Exercise brief » This task calls for printing every entry exactly.

#### Supplied data

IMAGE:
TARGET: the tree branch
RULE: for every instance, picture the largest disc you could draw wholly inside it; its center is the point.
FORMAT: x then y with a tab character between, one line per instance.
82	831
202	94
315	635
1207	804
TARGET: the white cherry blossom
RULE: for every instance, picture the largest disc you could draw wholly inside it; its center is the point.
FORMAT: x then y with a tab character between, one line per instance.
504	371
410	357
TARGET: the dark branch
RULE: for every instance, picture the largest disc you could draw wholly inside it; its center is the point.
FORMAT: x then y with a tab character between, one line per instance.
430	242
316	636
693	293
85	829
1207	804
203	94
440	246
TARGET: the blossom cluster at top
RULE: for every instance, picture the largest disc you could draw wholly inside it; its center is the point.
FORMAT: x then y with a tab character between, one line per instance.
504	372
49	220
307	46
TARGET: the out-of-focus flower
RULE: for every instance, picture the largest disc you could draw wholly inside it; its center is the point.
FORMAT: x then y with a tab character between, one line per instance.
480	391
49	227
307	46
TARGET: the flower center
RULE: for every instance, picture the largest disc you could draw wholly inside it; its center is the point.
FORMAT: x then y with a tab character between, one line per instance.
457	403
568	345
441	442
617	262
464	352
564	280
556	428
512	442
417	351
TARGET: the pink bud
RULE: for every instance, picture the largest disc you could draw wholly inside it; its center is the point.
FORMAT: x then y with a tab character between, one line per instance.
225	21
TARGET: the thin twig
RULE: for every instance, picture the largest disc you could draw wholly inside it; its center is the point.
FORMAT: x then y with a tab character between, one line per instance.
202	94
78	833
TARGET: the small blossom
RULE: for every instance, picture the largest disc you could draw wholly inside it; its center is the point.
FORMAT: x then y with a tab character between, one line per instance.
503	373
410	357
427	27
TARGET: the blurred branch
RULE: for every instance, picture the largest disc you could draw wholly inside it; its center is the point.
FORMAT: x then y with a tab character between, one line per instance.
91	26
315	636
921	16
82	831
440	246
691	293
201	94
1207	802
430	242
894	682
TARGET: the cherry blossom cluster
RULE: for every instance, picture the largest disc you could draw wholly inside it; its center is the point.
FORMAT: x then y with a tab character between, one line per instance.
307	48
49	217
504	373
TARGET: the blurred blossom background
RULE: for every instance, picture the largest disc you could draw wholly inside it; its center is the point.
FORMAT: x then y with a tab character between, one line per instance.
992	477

########

Reply to the exercise »
IMAGE:
TARGET: the tree branch
RULE: for every instance, picture the largest disc you could draw wholly inside it; its center is the point.
FORMAT: x then y with a tab character between, one line per instance.
82	831
202	94
315	635
1207	804
TARGET: the white cherry blossom
RULE: for every instance, picture the largest disc you could draw wholly inside it; its center is the point.
FORMAT: x then y with a tab character between, one line per instance.
504	371
410	357
TARGET: the dark branch
RULE: for every instance, picture the largest disc you could draw wholly inside it; its center is the point.
FORMAT: x then y with a tab character between, one line per instance.
430	242
316	636
693	293
85	829
1207	804
203	94
440	246
TARGET: the blossom cluster at top
RULE: for every instance, picture the largest disc you could draw wholly inside it; its center is the point.
FORMAT: x then y with a tab character between, one line per instance.
504	372
49	220
307	46
TARGET: the out-of-focus flower
RULE: for every instance, picture the largest disc you could draw wholly inside it; its center is the point.
FORMAT: x then y with a tab character between, one line per instance.
480	391
49	227
307	46
TARGET: the flower center
RULE: for every instance, picture the largest disc you could draw wholly inside it; its center is the point.
FORMAT: x then y with a tab character between, one line per instance.
457	403
568	345
441	442
617	262
464	352
564	280
556	428
512	442
417	351
TARGET: the pink bud
RULE: for every instance, picture the largest disc you could draw wholly inside it; its center is the point.
FORMAT: x then y with a tab character between, one line per instance.
225	21
TARGET: the thin twig
RULE: for every instance, picture the largest disc you could draw wholly inside it; its center is the point.
FORMAT: x then y with a tab character between, one line per instance.
202	94
78	833
TARGET: the small blossom
RULE: for every instance, picture the largest disc you could draw wholly inside it; its center is the point.
FORMAT: x then y with a tab character between, one line per instance.
503	373
410	357
427	27
TARGET: the blurred branch
RULE: for every instance, picture the largest disc you could draw wholly inside it; its center is the point.
FORMAT: x then y with a tab character between, one line per instance.
91	26
315	636
921	16
82	831
440	246
691	293
201	94
1207	802
430	242
894	682
TARGET: the cherry blossom cluster
RULE: for every instance, picture the largest disc you could draw wholly inside it; its center is the point.
FORMAT: x then y with a tab character between, one line per instance.
307	48
49	217
504	373
TARGET: the blurred blossom background
RULE: for every instance, picture the largest disc you could draw wholly inside it; its center is the point.
FORMAT: x then y with a tab character between, one line per instance.
992	477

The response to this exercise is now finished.